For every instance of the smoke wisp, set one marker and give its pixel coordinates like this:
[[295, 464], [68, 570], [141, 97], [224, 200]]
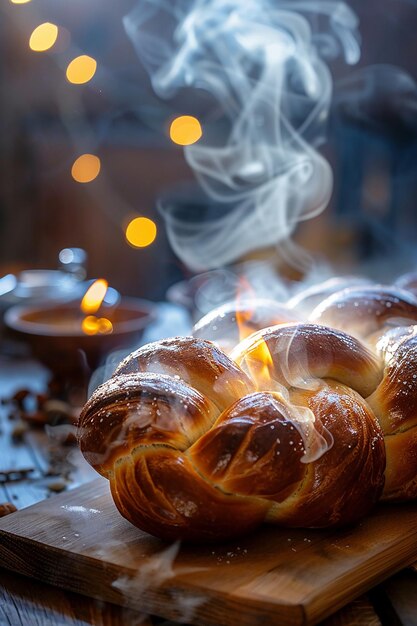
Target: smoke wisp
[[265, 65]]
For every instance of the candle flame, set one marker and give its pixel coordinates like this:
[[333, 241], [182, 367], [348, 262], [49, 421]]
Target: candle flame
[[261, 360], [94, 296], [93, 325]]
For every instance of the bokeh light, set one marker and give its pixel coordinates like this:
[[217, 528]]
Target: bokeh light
========================================================================
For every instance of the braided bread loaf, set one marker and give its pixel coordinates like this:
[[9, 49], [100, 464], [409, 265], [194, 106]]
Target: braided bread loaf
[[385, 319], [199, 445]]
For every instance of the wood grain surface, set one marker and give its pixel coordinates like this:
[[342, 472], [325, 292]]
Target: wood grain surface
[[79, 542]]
========================================================================
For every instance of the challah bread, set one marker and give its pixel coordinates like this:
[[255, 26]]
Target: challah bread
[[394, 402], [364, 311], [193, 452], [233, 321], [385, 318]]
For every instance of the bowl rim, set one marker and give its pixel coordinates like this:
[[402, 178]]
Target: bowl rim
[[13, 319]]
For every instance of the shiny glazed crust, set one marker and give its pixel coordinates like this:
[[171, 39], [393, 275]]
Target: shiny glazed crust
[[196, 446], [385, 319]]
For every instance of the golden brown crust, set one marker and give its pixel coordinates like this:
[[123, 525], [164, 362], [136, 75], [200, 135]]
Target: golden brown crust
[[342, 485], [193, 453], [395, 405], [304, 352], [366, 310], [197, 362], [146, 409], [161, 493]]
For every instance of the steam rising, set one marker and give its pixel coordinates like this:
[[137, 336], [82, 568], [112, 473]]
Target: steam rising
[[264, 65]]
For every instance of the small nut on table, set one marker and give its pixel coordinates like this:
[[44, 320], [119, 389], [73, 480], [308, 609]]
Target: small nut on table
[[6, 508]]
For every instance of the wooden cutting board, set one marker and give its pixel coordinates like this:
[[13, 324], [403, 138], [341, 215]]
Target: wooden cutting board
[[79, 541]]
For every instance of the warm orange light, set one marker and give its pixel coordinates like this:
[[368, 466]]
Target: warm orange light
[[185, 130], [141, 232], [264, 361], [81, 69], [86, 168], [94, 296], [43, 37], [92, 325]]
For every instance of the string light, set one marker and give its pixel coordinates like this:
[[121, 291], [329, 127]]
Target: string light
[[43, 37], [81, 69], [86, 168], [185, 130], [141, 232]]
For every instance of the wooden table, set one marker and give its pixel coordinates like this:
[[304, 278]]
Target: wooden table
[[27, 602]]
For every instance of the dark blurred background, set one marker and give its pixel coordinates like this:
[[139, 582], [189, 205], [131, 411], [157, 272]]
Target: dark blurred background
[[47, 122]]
========================================================================
◆ Task ◆
Turn everything above, from the line containing "For every instance of the dark" down to the line containing "[[47, 122]]", into a numbered list with both of those lines included and any blank lines dropped.

◆ Result of the exercise ◆
1. For every instance of the dark blurred background, set one marker and give its pixel coordinates like this:
2. [[139, 582], [189, 205], [131, 411], [157, 272]]
3. Target: dark blurred background
4. [[47, 122]]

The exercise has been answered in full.